-- THE DATA --
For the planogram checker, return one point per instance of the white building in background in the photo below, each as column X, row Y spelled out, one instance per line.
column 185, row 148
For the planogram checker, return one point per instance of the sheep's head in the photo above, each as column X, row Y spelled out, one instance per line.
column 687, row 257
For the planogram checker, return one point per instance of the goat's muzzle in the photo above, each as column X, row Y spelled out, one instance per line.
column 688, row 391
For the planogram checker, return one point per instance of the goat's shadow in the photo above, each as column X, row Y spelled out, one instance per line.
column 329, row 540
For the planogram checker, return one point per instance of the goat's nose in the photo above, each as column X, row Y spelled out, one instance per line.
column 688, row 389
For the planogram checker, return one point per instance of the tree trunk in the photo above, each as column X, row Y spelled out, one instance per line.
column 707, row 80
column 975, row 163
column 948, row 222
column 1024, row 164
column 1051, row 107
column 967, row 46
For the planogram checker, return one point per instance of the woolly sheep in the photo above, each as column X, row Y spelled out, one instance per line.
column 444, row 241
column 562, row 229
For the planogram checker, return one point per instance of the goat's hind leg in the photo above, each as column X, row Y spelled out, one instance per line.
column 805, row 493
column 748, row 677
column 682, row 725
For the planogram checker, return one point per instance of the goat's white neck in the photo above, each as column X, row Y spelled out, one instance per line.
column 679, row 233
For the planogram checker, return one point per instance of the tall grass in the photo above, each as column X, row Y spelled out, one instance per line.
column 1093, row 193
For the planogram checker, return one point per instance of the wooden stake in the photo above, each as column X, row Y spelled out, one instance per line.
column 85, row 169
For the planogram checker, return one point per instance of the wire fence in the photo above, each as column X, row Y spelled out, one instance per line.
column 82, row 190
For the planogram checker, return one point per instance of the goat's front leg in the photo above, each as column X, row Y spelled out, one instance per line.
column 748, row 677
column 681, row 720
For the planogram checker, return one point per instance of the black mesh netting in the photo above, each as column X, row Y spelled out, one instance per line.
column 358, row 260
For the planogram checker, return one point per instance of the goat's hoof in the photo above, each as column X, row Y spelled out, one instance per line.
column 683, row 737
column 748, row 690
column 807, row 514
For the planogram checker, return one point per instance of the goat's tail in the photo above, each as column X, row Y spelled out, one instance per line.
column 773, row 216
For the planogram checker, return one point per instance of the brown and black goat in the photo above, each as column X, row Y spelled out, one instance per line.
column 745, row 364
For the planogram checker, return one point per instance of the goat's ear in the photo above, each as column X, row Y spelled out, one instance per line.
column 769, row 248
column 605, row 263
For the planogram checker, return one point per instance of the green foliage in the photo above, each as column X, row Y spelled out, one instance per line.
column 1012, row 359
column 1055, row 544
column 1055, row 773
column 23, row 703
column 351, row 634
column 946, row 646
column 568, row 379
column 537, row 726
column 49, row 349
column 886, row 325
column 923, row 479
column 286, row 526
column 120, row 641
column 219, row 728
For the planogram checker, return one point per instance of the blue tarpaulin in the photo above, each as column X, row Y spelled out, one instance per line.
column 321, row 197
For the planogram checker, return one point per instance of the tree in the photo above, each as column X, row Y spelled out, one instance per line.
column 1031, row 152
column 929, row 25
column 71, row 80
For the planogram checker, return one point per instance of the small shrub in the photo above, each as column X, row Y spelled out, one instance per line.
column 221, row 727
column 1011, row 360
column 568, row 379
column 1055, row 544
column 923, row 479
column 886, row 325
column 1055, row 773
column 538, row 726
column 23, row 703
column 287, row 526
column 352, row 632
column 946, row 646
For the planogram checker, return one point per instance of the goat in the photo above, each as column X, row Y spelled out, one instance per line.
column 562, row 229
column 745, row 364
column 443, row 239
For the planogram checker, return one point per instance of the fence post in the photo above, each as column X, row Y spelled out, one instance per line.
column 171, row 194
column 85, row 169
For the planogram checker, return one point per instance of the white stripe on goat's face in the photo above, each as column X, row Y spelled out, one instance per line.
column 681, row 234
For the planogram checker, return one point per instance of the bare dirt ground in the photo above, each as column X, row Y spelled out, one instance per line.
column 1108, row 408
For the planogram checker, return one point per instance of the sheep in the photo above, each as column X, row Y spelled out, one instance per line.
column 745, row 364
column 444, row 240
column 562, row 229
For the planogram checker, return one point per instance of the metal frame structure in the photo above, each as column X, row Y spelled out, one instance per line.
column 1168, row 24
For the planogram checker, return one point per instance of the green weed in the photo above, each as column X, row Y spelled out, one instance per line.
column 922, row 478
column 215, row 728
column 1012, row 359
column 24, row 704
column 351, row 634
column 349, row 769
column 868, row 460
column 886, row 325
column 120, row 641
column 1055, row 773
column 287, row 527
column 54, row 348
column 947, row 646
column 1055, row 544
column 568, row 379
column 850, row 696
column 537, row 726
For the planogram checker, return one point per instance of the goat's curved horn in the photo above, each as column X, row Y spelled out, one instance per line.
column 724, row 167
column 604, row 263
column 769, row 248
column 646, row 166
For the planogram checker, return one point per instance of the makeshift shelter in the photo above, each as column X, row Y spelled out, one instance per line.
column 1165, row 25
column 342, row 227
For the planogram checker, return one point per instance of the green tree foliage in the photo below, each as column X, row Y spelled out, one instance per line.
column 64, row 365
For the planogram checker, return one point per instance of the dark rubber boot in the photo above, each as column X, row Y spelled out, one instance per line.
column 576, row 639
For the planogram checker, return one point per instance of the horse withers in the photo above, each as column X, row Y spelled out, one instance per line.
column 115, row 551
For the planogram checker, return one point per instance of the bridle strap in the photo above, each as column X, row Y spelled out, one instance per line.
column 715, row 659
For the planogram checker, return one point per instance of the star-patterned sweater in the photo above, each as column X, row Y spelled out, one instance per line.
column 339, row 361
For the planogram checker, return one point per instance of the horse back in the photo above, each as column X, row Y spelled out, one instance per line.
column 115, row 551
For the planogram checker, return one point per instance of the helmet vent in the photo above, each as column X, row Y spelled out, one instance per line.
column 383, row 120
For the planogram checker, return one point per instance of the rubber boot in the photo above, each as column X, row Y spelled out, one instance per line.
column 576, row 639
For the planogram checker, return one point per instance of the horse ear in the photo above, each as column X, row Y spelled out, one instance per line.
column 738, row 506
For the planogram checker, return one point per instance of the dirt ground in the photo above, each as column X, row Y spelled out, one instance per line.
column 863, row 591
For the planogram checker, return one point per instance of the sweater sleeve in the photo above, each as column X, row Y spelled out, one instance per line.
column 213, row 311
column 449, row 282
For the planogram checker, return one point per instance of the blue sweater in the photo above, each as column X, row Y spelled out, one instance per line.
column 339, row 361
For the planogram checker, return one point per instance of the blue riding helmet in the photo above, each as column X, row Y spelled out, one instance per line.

-- THE PROBLEM --
Every entry is to be repeated precisely as it stands.

-- REPLY --
For the planogram checker, return one point per instance of the white building in background in the photo below, each as column X, row Y spelled out, one instance per line.
column 185, row 148
For the planogram checker, return one point per instance of the sheep's head in the photo above, each as column X, row Y spelled out, one instance per line.
column 687, row 257
For the planogram checker, return one point per instance of the goat's muzzle in the photo above, each as column X, row Y spelled out, one instance per line.
column 688, row 391
For the planogram checker, return one point per instance of the goat's shadow in the photo above, each as column X, row Y spelled out, one instance per line.
column 329, row 540
For the planogram checker, return one point per instance of the goat's nose in the photo above, each as column X, row Y spelled out, one instance per line.
column 688, row 389
For the planogram checker, return one point per instance of the tree trunk in the photo above, each as column X, row Y spelled out, one instance per line.
column 707, row 80
column 975, row 163
column 948, row 222
column 1024, row 164
column 1051, row 107
column 967, row 46
For the planogram checker, return one point per instance of the woolly sheep in the photo above, each as column X, row Y spelled out, one instance per line.
column 444, row 241
column 562, row 229
For the planogram checker, return one point per instance of the goat's hind leg in the photo above, each as column X, row Y spelled out, one instance per line.
column 805, row 493
column 748, row 677
column 682, row 725
For the planogram checker, return one point per instance of the goat's white neck in the photo above, each as column X, row Y spelled out, one instance per line.
column 679, row 233
For the planogram checker, return one point per instance of the tall grass in the photo above, each as column X, row Y spelled out, one instance per line.
column 1093, row 193
For the planogram checker, return one point per instance of the wooden stake in the photo above, each as column X, row Y spelled out, one instance per line.
column 85, row 169
For the planogram checker, return one point per instance of the wire fence in the photo above, each as column X, row Y spelled out, one instance per line.
column 82, row 190
For the planogram checker, return one point per instance of the goat's front leg in the photo above, each as column X, row Y spelled out, one instance per line.
column 748, row 677
column 681, row 720
For the planogram checker, return one point per instance of the black mesh netting in the photo above, each as column X, row Y spelled out, one instance per line.
column 358, row 260
For the planogram checker, return one point per instance of the goat's hoof in the photo above, each as column X, row Y spelled out, one instance per line.
column 683, row 737
column 748, row 690
column 807, row 514
For the planogram checker, return one point per instance of the goat's tail in the photo above, each as column X, row Y spelled out, one instance per line.
column 773, row 216
For the planogram checker, return one point per instance of the brown and black goat in the photo above, each as column X, row Y spelled out, one instance per line.
column 745, row 364
For the planogram checker, return one point per instance of the goat's ear in the photo above, each as column X, row Y spelled out, one instance per line.
column 769, row 248
column 605, row 263
For the planogram checker, return one point per instance of the green foliage in the photo above, each as column X, row Y spelled out, one instance per line.
column 1012, row 359
column 1055, row 544
column 1055, row 773
column 23, row 703
column 351, row 634
column 946, row 646
column 568, row 379
column 537, row 726
column 49, row 349
column 886, row 325
column 923, row 479
column 286, row 526
column 120, row 641
column 219, row 728
For the planogram checker, return one point per instance of the blue tarpaulin in the photo above, each as column X, row Y spelled out, one instance per line.
column 321, row 197
For the planogram checker, return one point per instance of the tree in the photo above, each as column X, row Y spelled out, one instance per line.
column 1031, row 152
column 929, row 25
column 71, row 80
For the planogram checker, return one point per instance of the small shrub in the photo above, each as column X, row Y spelled out, one instance per line.
column 221, row 727
column 1011, row 360
column 568, row 379
column 1055, row 544
column 923, row 479
column 886, row 325
column 1055, row 773
column 538, row 726
column 23, row 703
column 287, row 526
column 352, row 632
column 946, row 646
For the planogram checker, return one point per instance of the goat in the photo above, each as column X, row Y spelled out, one instance per line.
column 562, row 229
column 745, row 364
column 443, row 239
For the planogram checker, return one point per instance of the fence post in the photo above, each as column X, row Y spelled out, one instance per line.
column 171, row 194
column 85, row 169
For the planogram checker, return one point per instance of the white stripe on goat's face in the photo above, each as column X, row Y spelled out, one instance per line.
column 681, row 234
For the planogram checker, return one point per instance of the bare dirt ground in the photo above, each as column X, row Y spelled out, one instance per line.
column 1108, row 408
For the planogram checker, return one point per instance of the sheep in the photo above, each as column X, row Y spelled out, one instance per line.
column 745, row 364
column 444, row 240
column 562, row 229
For the planogram checker, return one point per instance of the metal frame structure in the photo above, each as column X, row Y spelled out, one instance per line.
column 1168, row 24
For the planogram checker, return one point per instance of the green weed in the photo above, each as column X, row Y spelled out, one instance per line.
column 922, row 478
column 215, row 728
column 1012, row 359
column 24, row 704
column 351, row 634
column 349, row 769
column 868, row 460
column 886, row 325
column 120, row 641
column 1055, row 773
column 287, row 527
column 54, row 348
column 947, row 646
column 1055, row 544
column 568, row 379
column 850, row 696
column 537, row 726
For the planogram checker, return one point per instance of the goat's curved horn in the photo above, each as column X, row Y spelled out, one instance per line.
column 724, row 167
column 604, row 263
column 769, row 248
column 646, row 166
For the planogram checker, return one point per instance of the makeshift shelter in the photo above, each as column X, row Y spelled out, one instance per line.
column 1165, row 25
column 342, row 227
For the planogram checker, return one point per instance of the green tree foliage in the photo below, each as column X, row Y spelled out, one instance per line.
column 64, row 365
For the planogram checker, return one point per instance of the dark rubber boot in the photo above, each as column X, row Y spelled out, one instance per line.
column 576, row 639
For the planogram checker, return one point per instance of the horse withers in the photo above, each as column X, row Y spelled out, one instance per line.
column 115, row 551
For the planogram checker, return one point per instance of the bridle strap in the photo above, each as column X, row Y spelled out, one instance per line.
column 715, row 659
For the planogram checker, return one point per instance of the star-patterned sweater in the photo above, each as column X, row Y spelled out, one instance per line.
column 339, row 361
For the planogram checker, return one point per instance of the horse back in the photo above, each as column X, row Y spelled out, one instance per line.
column 115, row 551
For the planogram checker, return one point per instance of the helmet vent in the photo above, each as column X, row Y spelled out, one instance per line.
column 383, row 120
For the planogram checker, return one point per instance of the rubber boot in the photo above, each as column X, row Y spelled out, one instance per line.
column 576, row 639
For the planogram checker, return one point per instance of the horse ear in the photo above, each as column X, row Y spelled out, one instance per line.
column 738, row 506
For the planogram checker, return one point per instance of the dirt ground in the photo above, each as column X, row Y spelled out, one instance per line.
column 863, row 591
For the planogram checker, return one point per instance of the sweater sleeve in the photo above, each as column X, row Y spelled out, one instance per line.
column 213, row 311
column 449, row 282
For the planogram checker, return one point per instance of the blue sweater in the photo above, each as column X, row Y spelled out, one instance per line.
column 339, row 361
For the planogram checker, return one point per instance of the blue riding helmet in the photo above, each as column X, row Y spelled out, one instance per line.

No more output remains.